_Stored records_
::::::::
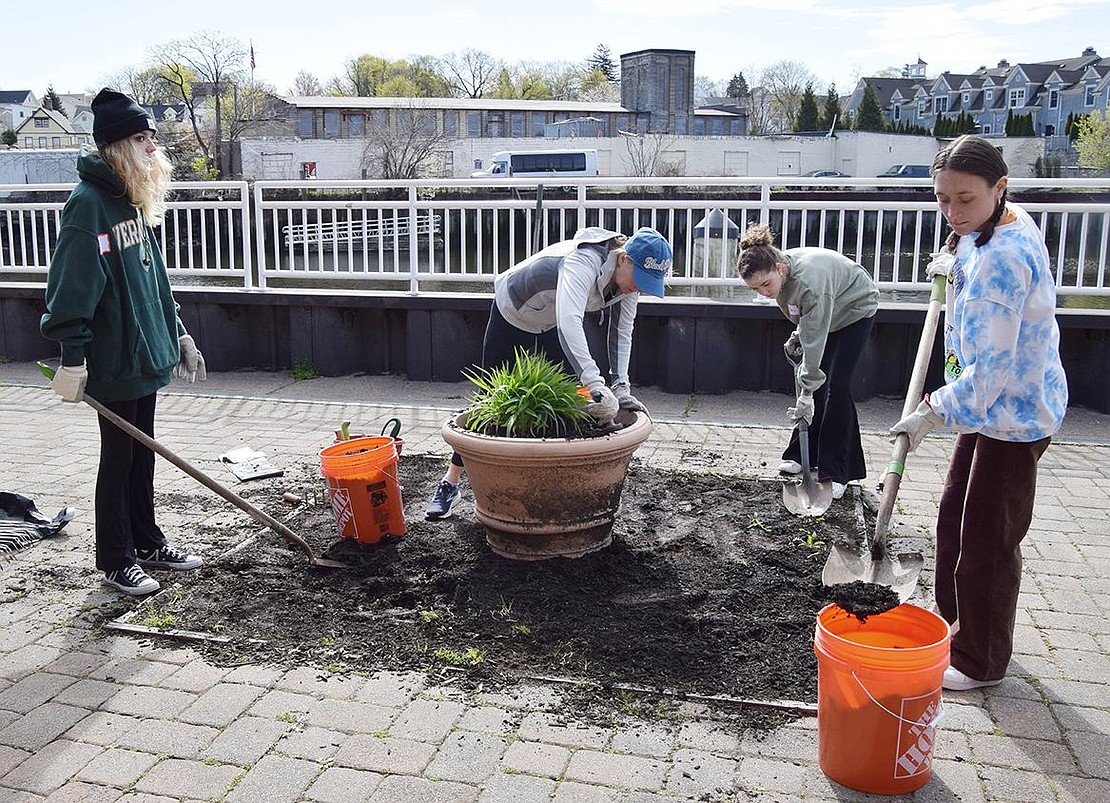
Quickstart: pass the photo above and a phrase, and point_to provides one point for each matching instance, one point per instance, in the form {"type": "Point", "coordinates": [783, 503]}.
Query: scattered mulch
{"type": "Point", "coordinates": [863, 600]}
{"type": "Point", "coordinates": [709, 588]}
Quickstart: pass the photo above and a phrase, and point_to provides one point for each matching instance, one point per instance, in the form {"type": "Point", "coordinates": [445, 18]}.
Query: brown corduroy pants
{"type": "Point", "coordinates": [985, 513]}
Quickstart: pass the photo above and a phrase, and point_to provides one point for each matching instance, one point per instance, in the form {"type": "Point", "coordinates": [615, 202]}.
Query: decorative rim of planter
{"type": "Point", "coordinates": [508, 477]}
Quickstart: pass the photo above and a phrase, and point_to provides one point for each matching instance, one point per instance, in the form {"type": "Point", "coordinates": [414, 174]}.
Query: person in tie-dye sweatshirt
{"type": "Point", "coordinates": [1005, 393]}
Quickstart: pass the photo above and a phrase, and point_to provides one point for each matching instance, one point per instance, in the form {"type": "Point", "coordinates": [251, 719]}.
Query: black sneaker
{"type": "Point", "coordinates": [132, 580]}
{"type": "Point", "coordinates": [165, 556]}
{"type": "Point", "coordinates": [446, 497]}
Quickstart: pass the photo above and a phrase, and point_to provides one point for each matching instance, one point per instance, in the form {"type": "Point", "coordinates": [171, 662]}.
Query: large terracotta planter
{"type": "Point", "coordinates": [543, 498]}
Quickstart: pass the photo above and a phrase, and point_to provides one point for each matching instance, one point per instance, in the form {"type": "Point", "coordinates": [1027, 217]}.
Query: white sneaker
{"type": "Point", "coordinates": [956, 681]}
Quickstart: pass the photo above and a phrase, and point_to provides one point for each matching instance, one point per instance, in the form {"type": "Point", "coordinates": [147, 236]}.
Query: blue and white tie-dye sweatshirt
{"type": "Point", "coordinates": [1002, 371]}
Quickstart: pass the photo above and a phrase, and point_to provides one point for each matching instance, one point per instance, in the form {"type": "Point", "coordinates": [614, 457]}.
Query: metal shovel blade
{"type": "Point", "coordinates": [807, 497]}
{"type": "Point", "coordinates": [898, 572]}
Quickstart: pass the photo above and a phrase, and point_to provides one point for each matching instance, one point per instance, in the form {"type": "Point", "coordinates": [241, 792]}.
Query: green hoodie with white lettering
{"type": "Point", "coordinates": [108, 292]}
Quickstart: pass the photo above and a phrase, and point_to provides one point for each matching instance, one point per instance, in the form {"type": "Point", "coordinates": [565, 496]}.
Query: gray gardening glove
{"type": "Point", "coordinates": [940, 264]}
{"type": "Point", "coordinates": [803, 409]}
{"type": "Point", "coordinates": [191, 365]}
{"type": "Point", "coordinates": [69, 382]}
{"type": "Point", "coordinates": [793, 347]}
{"type": "Point", "coordinates": [918, 424]}
{"type": "Point", "coordinates": [626, 400]}
{"type": "Point", "coordinates": [605, 405]}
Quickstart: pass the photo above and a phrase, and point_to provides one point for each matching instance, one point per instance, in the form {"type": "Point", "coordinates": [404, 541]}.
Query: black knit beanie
{"type": "Point", "coordinates": [115, 116]}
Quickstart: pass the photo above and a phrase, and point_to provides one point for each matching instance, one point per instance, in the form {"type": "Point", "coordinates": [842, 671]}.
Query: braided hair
{"type": "Point", "coordinates": [975, 156]}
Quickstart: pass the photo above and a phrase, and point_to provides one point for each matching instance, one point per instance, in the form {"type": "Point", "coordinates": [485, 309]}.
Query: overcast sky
{"type": "Point", "coordinates": [76, 46]}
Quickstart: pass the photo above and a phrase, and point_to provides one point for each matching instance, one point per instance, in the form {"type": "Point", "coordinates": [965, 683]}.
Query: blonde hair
{"type": "Point", "coordinates": [757, 253]}
{"type": "Point", "coordinates": [145, 179]}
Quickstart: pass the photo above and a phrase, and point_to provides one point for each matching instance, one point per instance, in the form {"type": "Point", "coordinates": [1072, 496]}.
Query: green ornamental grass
{"type": "Point", "coordinates": [530, 398]}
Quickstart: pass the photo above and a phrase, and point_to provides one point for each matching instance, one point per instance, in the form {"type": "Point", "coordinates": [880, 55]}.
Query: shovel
{"type": "Point", "coordinates": [809, 498]}
{"type": "Point", "coordinates": [204, 479]}
{"type": "Point", "coordinates": [876, 564]}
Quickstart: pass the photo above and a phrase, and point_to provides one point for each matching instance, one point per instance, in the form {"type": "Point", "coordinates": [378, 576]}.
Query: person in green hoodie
{"type": "Point", "coordinates": [831, 301]}
{"type": "Point", "coordinates": [110, 309]}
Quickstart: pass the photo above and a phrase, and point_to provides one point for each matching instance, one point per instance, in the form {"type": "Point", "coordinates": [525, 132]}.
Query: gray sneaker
{"type": "Point", "coordinates": [446, 497]}
{"type": "Point", "coordinates": [167, 556]}
{"type": "Point", "coordinates": [132, 580]}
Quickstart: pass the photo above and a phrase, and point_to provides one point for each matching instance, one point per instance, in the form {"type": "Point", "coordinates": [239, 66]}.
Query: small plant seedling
{"type": "Point", "coordinates": [470, 656]}
{"type": "Point", "coordinates": [304, 370]}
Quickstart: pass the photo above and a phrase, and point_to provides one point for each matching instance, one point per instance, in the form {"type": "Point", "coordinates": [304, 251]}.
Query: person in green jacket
{"type": "Point", "coordinates": [110, 309]}
{"type": "Point", "coordinates": [831, 301]}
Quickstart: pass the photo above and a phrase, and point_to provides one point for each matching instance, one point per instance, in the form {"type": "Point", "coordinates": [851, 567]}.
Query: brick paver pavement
{"type": "Point", "coordinates": [88, 714]}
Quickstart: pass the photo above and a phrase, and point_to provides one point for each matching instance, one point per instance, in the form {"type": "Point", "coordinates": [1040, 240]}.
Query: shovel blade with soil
{"type": "Point", "coordinates": [876, 564]}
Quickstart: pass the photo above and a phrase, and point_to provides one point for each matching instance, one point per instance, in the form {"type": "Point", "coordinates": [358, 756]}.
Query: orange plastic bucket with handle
{"type": "Point", "coordinates": [363, 488]}
{"type": "Point", "coordinates": [878, 696]}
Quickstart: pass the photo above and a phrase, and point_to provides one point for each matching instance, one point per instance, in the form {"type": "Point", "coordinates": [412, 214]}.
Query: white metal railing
{"type": "Point", "coordinates": [456, 236]}
{"type": "Point", "coordinates": [205, 237]}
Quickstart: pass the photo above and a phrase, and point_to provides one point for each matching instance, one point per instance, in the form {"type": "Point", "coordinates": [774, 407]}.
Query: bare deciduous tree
{"type": "Point", "coordinates": [647, 153]}
{"type": "Point", "coordinates": [405, 148]}
{"type": "Point", "coordinates": [471, 73]}
{"type": "Point", "coordinates": [212, 60]}
{"type": "Point", "coordinates": [305, 84]}
{"type": "Point", "coordinates": [783, 83]}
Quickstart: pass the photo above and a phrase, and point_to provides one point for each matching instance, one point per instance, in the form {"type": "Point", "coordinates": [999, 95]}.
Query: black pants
{"type": "Point", "coordinates": [985, 513]}
{"type": "Point", "coordinates": [124, 499]}
{"type": "Point", "coordinates": [835, 445]}
{"type": "Point", "coordinates": [502, 340]}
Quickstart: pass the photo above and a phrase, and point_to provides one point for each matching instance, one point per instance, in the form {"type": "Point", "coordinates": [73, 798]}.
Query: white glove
{"type": "Point", "coordinates": [191, 365]}
{"type": "Point", "coordinates": [605, 405]}
{"type": "Point", "coordinates": [793, 347]}
{"type": "Point", "coordinates": [940, 264]}
{"type": "Point", "coordinates": [917, 424]}
{"type": "Point", "coordinates": [803, 409]}
{"type": "Point", "coordinates": [69, 382]}
{"type": "Point", "coordinates": [626, 400]}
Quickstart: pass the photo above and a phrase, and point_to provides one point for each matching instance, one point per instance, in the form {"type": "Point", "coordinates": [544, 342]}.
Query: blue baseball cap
{"type": "Point", "coordinates": [651, 260]}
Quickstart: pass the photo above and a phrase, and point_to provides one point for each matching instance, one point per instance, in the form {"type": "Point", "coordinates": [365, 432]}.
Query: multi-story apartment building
{"type": "Point", "coordinates": [1049, 92]}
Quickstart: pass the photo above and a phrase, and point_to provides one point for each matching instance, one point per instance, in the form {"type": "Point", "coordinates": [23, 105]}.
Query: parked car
{"type": "Point", "coordinates": [906, 171]}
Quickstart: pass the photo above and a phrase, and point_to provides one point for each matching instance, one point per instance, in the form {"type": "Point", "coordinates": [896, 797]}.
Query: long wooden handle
{"type": "Point", "coordinates": [914, 394]}
{"type": "Point", "coordinates": [193, 471]}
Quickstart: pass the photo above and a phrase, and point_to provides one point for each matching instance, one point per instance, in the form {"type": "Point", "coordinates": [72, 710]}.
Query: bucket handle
{"type": "Point", "coordinates": [931, 723]}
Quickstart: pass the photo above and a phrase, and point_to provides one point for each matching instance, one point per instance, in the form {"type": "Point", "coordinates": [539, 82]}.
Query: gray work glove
{"type": "Point", "coordinates": [793, 347]}
{"type": "Point", "coordinates": [917, 424]}
{"type": "Point", "coordinates": [605, 405]}
{"type": "Point", "coordinates": [69, 382]}
{"type": "Point", "coordinates": [803, 409]}
{"type": "Point", "coordinates": [626, 400]}
{"type": "Point", "coordinates": [940, 264]}
{"type": "Point", "coordinates": [191, 365]}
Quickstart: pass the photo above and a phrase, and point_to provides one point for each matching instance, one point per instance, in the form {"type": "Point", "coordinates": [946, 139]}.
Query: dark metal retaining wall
{"type": "Point", "coordinates": [679, 347]}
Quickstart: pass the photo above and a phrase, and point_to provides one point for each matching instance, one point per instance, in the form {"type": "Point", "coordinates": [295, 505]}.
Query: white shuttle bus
{"type": "Point", "coordinates": [541, 164]}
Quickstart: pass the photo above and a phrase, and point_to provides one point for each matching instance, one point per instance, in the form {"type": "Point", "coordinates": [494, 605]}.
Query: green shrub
{"type": "Point", "coordinates": [531, 398]}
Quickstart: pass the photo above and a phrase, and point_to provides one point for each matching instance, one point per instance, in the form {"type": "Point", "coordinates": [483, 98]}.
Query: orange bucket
{"type": "Point", "coordinates": [878, 696]}
{"type": "Point", "coordinates": [362, 483]}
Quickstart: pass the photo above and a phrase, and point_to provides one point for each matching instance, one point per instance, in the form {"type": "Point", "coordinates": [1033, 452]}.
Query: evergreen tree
{"type": "Point", "coordinates": [808, 118]}
{"type": "Point", "coordinates": [603, 60]}
{"type": "Point", "coordinates": [831, 116]}
{"type": "Point", "coordinates": [870, 116]}
{"type": "Point", "coordinates": [50, 100]}
{"type": "Point", "coordinates": [738, 87]}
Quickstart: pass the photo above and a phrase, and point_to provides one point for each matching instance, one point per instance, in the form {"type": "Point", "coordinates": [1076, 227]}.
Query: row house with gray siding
{"type": "Point", "coordinates": [1049, 92]}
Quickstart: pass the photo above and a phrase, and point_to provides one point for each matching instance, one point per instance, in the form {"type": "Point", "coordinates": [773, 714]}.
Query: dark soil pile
{"type": "Point", "coordinates": [709, 588]}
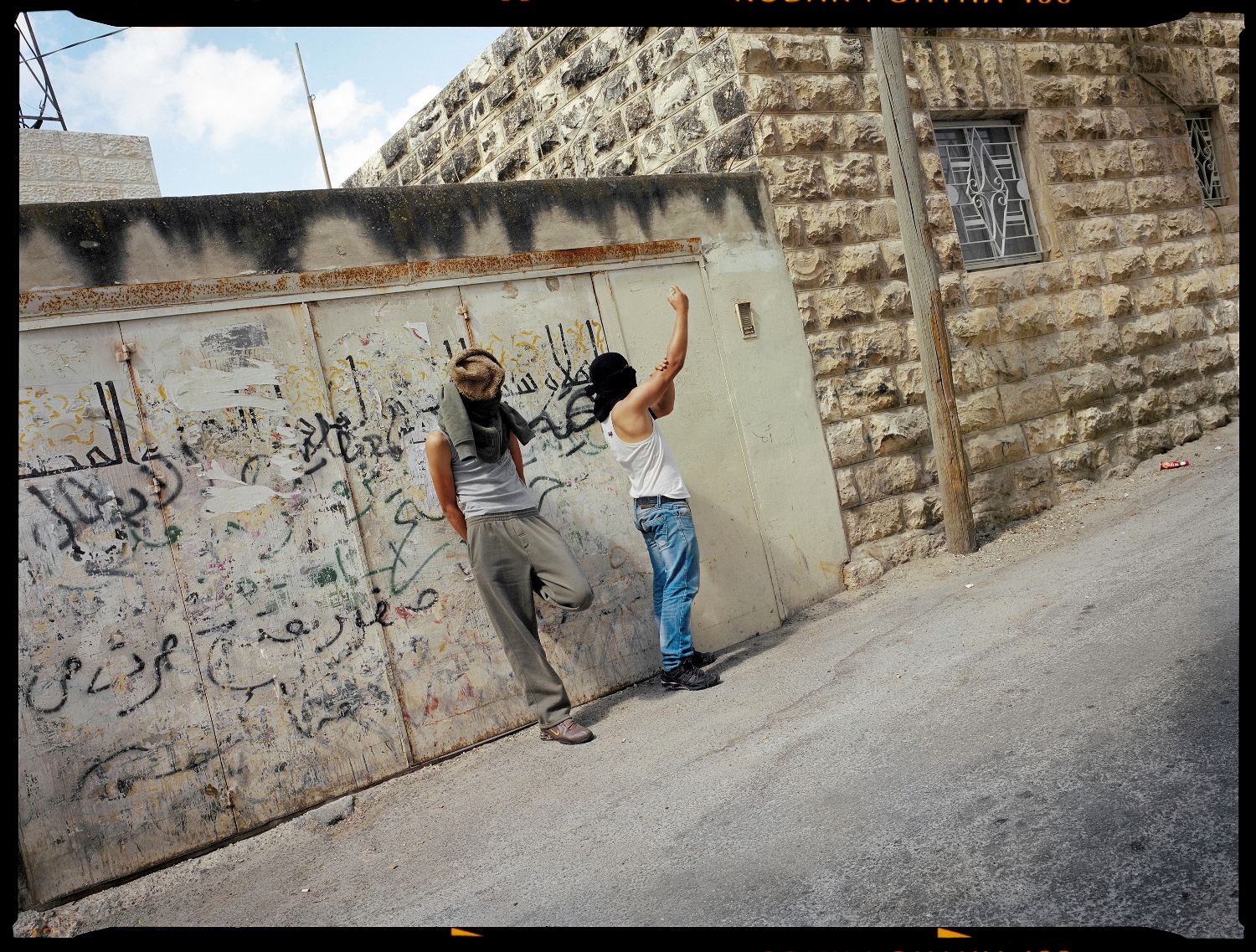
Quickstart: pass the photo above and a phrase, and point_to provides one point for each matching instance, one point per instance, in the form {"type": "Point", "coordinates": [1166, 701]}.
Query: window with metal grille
{"type": "Point", "coordinates": [985, 181]}
{"type": "Point", "coordinates": [1200, 130]}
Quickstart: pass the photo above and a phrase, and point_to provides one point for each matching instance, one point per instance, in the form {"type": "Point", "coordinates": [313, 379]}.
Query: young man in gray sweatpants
{"type": "Point", "coordinates": [475, 455]}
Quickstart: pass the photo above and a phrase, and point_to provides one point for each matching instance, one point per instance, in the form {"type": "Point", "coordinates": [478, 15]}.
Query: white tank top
{"type": "Point", "coordinates": [652, 470]}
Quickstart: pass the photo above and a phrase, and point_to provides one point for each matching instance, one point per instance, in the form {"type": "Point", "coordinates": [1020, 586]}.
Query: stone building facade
{"type": "Point", "coordinates": [1118, 339]}
{"type": "Point", "coordinates": [57, 166]}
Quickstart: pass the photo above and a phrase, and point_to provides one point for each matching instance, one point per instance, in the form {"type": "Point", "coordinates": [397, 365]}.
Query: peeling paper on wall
{"type": "Point", "coordinates": [203, 389]}
{"type": "Point", "coordinates": [239, 497]}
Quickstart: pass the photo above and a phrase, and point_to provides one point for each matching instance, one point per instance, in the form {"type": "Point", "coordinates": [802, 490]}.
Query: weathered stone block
{"type": "Point", "coordinates": [811, 268]}
{"type": "Point", "coordinates": [1150, 406]}
{"type": "Point", "coordinates": [848, 494]}
{"type": "Point", "coordinates": [1183, 429]}
{"type": "Point", "coordinates": [1084, 384]}
{"type": "Point", "coordinates": [1032, 399]}
{"type": "Point", "coordinates": [1213, 354]}
{"type": "Point", "coordinates": [765, 93]}
{"type": "Point", "coordinates": [864, 132]}
{"type": "Point", "coordinates": [873, 520]}
{"type": "Point", "coordinates": [1087, 270]}
{"type": "Point", "coordinates": [788, 228]}
{"type": "Point", "coordinates": [1049, 432]}
{"type": "Point", "coordinates": [798, 53]}
{"type": "Point", "coordinates": [887, 476]}
{"type": "Point", "coordinates": [858, 263]}
{"type": "Point", "coordinates": [1098, 419]}
{"type": "Point", "coordinates": [826, 93]}
{"type": "Point", "coordinates": [1052, 352]}
{"type": "Point", "coordinates": [1068, 163]}
{"type": "Point", "coordinates": [1125, 263]}
{"type": "Point", "coordinates": [979, 411]}
{"type": "Point", "coordinates": [846, 54]}
{"type": "Point", "coordinates": [1193, 288]}
{"type": "Point", "coordinates": [1147, 333]}
{"type": "Point", "coordinates": [979, 326]}
{"type": "Point", "coordinates": [867, 392]}
{"type": "Point", "coordinates": [892, 301]}
{"type": "Point", "coordinates": [852, 175]}
{"type": "Point", "coordinates": [995, 449]}
{"type": "Point", "coordinates": [911, 382]}
{"type": "Point", "coordinates": [847, 444]}
{"type": "Point", "coordinates": [831, 353]}
{"type": "Point", "coordinates": [898, 430]}
{"type": "Point", "coordinates": [1170, 364]}
{"type": "Point", "coordinates": [824, 308]}
{"type": "Point", "coordinates": [713, 63]}
{"type": "Point", "coordinates": [795, 178]}
{"type": "Point", "coordinates": [1191, 392]}
{"type": "Point", "coordinates": [750, 53]}
{"type": "Point", "coordinates": [1171, 256]}
{"type": "Point", "coordinates": [1110, 160]}
{"type": "Point", "coordinates": [804, 133]}
{"type": "Point", "coordinates": [1188, 323]}
{"type": "Point", "coordinates": [994, 286]}
{"type": "Point", "coordinates": [1098, 343]}
{"type": "Point", "coordinates": [1226, 386]}
{"type": "Point", "coordinates": [1212, 417]}
{"type": "Point", "coordinates": [1094, 234]}
{"type": "Point", "coordinates": [1117, 301]}
{"type": "Point", "coordinates": [734, 143]}
{"type": "Point", "coordinates": [848, 221]}
{"type": "Point", "coordinates": [1148, 441]}
{"type": "Point", "coordinates": [1027, 318]}
{"type": "Point", "coordinates": [922, 509]}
::::::::
_Job_
Show each line of the rows above that contains the string "bucket", matching case exactly.

_Output for this exercise_
Query: orange plastic bucket with handle
Query: bucket handle
Query: orange bucket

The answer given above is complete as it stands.